Dalih yang dikonklusikan hakim-hakim
pengadilan yang menjatuhkan vonis bebas atau hukuman ringan sangat enteng. Dalih
itu di antaranya perkara yang diperiksa atau diajukan ke pengadilan bukan
perkara korupsi, dakwaan jaksa penuntut umum kabur (obscuur libel), pasal-pasal yang dipasang jaksa penuntut umum
mengan dung alternatif, atau alat-alat bukti yang diajukan tidak bisa
berkategori meyakinkan dan objektif. Padahal, apa yang disampaikan itu
berkaitan dengan sosok elitis istimewa yang jadi terdakwa.
Makin Suram
Kondisi itulah yang membuat masa depan dunia
peradilan di negara ini layak digolongkan masih berada di simpang jalan. Jagat
hukum, meski diperkuat lembaga sehebat KPK dan MK, tetap sulit menemukan
keberdayaan dan titik benderang. Itu disebabkan masih berlombanya kekuatan
kolaborasi elitis hukum dan politik lainnya dalam mencabik-cabik dan
mematikan prinsip `tanpa pandang bulu'. KPK, misalnya, masih sulit dipercaya
mampu menyelesaikan kasus Hambalang, Century, simulator, mafia pajak, dan
kasus-kasus besar lainnya dengan objektif dan egaliter serta tepat waktu
akibat kurangnya `energi' yang menopang kinerja mereka.

· · · · · · ·

Soal Latihan: Dalam teks tentang dunia peradilan di atas, kasus apa saja yang disebut masih sulit dipercaya dapat diselesaikan oleh KPK?

· · · · · · ·

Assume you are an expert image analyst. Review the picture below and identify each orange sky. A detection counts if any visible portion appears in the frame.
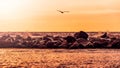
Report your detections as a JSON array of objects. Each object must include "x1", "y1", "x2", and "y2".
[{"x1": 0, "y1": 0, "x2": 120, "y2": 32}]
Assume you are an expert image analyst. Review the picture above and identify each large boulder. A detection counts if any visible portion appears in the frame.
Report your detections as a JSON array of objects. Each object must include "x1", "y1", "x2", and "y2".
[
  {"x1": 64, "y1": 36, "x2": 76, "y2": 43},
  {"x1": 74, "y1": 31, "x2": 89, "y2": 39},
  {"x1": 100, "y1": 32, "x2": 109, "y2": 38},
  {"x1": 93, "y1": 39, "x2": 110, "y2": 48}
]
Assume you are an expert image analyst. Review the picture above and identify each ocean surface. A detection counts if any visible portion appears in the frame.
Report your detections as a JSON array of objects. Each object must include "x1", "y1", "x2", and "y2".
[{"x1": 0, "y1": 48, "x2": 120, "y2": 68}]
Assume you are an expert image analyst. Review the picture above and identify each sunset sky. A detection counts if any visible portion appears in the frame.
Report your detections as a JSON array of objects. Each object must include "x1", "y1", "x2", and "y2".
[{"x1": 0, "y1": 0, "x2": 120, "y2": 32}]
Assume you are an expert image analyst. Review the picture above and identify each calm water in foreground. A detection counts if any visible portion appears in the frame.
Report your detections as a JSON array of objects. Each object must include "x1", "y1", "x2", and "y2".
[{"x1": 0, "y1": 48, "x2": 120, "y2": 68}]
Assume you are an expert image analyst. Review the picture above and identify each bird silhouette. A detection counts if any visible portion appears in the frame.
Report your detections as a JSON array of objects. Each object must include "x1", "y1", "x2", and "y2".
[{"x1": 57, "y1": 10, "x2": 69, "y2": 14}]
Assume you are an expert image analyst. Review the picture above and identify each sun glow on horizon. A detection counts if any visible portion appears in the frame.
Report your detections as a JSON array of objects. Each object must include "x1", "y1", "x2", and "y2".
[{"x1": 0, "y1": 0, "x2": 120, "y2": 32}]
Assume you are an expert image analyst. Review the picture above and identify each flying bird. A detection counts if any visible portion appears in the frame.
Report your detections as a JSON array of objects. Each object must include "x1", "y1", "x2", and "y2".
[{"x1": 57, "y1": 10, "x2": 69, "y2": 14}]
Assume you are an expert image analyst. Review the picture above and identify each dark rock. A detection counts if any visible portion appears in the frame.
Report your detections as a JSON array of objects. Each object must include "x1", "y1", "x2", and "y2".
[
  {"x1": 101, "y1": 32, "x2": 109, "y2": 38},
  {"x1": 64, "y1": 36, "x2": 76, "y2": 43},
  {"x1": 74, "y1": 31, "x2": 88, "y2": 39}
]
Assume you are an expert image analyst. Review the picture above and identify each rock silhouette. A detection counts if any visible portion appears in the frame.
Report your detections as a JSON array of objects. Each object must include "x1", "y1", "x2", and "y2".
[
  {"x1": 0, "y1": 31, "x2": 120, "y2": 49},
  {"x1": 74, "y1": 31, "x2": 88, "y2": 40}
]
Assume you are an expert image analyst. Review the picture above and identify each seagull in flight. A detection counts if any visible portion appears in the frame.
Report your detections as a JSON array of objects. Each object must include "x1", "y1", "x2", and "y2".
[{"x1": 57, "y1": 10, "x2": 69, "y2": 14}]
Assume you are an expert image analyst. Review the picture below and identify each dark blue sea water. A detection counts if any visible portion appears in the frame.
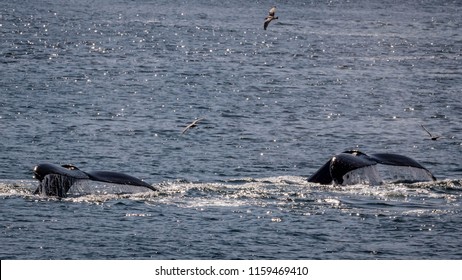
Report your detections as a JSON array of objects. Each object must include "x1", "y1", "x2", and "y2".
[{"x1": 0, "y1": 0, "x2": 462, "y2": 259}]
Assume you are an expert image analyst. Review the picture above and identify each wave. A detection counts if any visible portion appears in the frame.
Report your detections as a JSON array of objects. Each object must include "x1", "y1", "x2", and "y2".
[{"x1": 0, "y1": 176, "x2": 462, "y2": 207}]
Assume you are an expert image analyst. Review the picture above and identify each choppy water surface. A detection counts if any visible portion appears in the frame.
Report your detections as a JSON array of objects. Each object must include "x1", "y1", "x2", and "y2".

· · · · · · ·

Hasil Latihan: Kasus yang disebut adalah kasus Hambalang, Century, simulator, mafia pajak, dan kasus-kasus besar lainnya.